Direction:
Please rewrite the records below, starting at their first line and ending at the line that contains "(1095, 839)", with every line kept as it stands. Shift each point coordinate by adding 105 to both of its numbers.

Data:
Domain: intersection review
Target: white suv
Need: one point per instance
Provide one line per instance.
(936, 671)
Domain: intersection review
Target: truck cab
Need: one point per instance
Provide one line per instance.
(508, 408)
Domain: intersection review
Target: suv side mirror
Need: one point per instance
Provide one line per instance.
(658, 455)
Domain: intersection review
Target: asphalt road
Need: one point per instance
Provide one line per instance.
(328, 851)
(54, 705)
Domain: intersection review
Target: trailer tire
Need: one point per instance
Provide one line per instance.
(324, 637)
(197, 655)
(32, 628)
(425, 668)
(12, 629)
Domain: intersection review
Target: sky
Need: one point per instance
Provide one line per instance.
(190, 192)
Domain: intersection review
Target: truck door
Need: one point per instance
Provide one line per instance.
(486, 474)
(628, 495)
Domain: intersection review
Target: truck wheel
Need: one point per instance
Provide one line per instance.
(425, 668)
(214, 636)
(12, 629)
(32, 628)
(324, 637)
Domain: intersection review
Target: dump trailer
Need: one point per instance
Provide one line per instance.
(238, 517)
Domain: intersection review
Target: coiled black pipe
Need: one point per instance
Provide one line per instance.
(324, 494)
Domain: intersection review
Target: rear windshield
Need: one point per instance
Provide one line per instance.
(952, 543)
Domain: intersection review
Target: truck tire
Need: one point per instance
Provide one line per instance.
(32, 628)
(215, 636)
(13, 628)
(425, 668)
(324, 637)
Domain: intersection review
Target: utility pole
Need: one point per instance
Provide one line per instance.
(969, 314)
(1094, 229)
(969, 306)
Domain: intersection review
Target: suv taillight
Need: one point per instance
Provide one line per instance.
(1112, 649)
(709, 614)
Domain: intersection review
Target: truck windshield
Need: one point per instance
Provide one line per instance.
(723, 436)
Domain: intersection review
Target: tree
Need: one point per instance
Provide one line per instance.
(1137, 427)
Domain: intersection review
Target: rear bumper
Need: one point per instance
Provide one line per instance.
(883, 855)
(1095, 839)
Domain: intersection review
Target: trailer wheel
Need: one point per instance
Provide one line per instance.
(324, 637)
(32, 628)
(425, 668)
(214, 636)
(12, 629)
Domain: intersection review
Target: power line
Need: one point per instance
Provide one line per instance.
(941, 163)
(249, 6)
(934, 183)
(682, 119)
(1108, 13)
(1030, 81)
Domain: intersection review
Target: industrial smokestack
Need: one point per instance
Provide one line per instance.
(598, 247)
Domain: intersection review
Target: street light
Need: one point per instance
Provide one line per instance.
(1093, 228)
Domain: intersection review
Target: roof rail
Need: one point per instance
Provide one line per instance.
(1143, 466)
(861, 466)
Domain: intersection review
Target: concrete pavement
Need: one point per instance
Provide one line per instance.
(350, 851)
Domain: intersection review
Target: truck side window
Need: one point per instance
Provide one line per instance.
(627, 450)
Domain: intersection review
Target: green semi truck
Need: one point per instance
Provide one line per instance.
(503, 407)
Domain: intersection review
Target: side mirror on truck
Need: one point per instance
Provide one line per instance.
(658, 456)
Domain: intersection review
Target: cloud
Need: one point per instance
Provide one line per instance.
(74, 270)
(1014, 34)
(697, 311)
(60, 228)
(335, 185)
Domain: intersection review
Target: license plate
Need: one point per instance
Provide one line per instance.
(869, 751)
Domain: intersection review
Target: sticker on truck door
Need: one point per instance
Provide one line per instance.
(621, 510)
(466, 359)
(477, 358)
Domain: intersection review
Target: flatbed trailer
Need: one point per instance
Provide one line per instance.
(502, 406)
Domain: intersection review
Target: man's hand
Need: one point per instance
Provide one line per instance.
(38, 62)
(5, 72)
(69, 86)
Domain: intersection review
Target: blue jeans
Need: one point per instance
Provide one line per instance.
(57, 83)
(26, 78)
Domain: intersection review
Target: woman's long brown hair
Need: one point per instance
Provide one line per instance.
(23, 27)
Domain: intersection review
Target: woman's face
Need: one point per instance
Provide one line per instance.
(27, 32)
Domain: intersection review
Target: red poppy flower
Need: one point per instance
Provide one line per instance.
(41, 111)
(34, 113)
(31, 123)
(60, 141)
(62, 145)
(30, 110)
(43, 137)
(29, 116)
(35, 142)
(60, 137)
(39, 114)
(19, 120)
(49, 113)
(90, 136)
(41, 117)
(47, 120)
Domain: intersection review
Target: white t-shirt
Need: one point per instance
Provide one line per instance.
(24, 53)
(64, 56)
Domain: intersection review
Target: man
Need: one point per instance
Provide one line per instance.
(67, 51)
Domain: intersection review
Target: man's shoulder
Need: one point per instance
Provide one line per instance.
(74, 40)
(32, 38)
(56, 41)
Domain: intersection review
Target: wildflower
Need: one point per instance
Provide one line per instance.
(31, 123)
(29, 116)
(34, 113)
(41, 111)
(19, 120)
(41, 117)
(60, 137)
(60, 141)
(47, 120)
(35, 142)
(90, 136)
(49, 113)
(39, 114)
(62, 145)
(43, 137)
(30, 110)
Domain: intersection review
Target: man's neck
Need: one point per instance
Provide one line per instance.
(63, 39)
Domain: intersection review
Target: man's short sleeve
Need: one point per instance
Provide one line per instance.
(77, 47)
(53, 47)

Written response:
Domain: intersection review
Target: white suv
Need: one point per instance
Provide one line per instance.
(1041, 776)
Domain: intersection review
Target: truck cab
Need: one point per instance
Provide one line per instance.
(613, 513)
Domain: intersection review
Target: suv side mirror
Need: one point per instance
Provide one line per instance.
(763, 560)
Domain: intersection review
Target: asphalt road
Need: one point per instance
Provide one line per instance.
(433, 956)
(159, 810)
Domain: intersection review
Target: trailer tire
Need: one point per instance
Provide one line per instance.
(429, 742)
(302, 760)
(137, 733)
(530, 773)
(117, 734)
Domain: intersection review
Target: sky
Need: one point per instance
Provide one line per instance.
(295, 297)
Domain: intersection review
Target: truck door
Need: one point per instance
Provide one line per instance.
(591, 579)
(733, 600)
Domain: intersection review
Target: truck wheel
Need: one point per instance
Provide one line per instance.
(530, 773)
(319, 741)
(117, 734)
(137, 733)
(429, 742)
Domain: intersection review
Target: dump trailer
Need: one point per instance
Provide one line per instance.
(343, 622)
Domain: intersection review
Target: coiled black pipe
Need: one point per instance
Provide one line per instance.
(429, 599)
Domain: intersection review
Target: rear windshield
Need: one point per instance
Provide one line per instance.
(1057, 648)
Domain: intersection review
Target: truck tire
Need: one point per instance
Provide one line per instance.
(137, 733)
(320, 741)
(118, 733)
(530, 773)
(429, 742)
Domain: intersection review
Target: utility pole
Need: one point per instance
Provide one line per instance.
(1074, 419)
(1199, 334)
(1074, 411)
Domain: intersection review
Target: suv taillight
Need: one point per instance
Provide one line per instance.
(1217, 754)
(814, 719)
Domain: intersection review
Target: truck windshield
Need: one point per instance
Provide one line per instance.
(828, 541)
Domain: intersection review
Target: tree
Need: one point per instance
Provide one line per instance.
(1242, 532)
Domain: intersection review
Target: rear bumper
Need: one point per instance
Provide one line per instance.
(988, 960)
(1200, 944)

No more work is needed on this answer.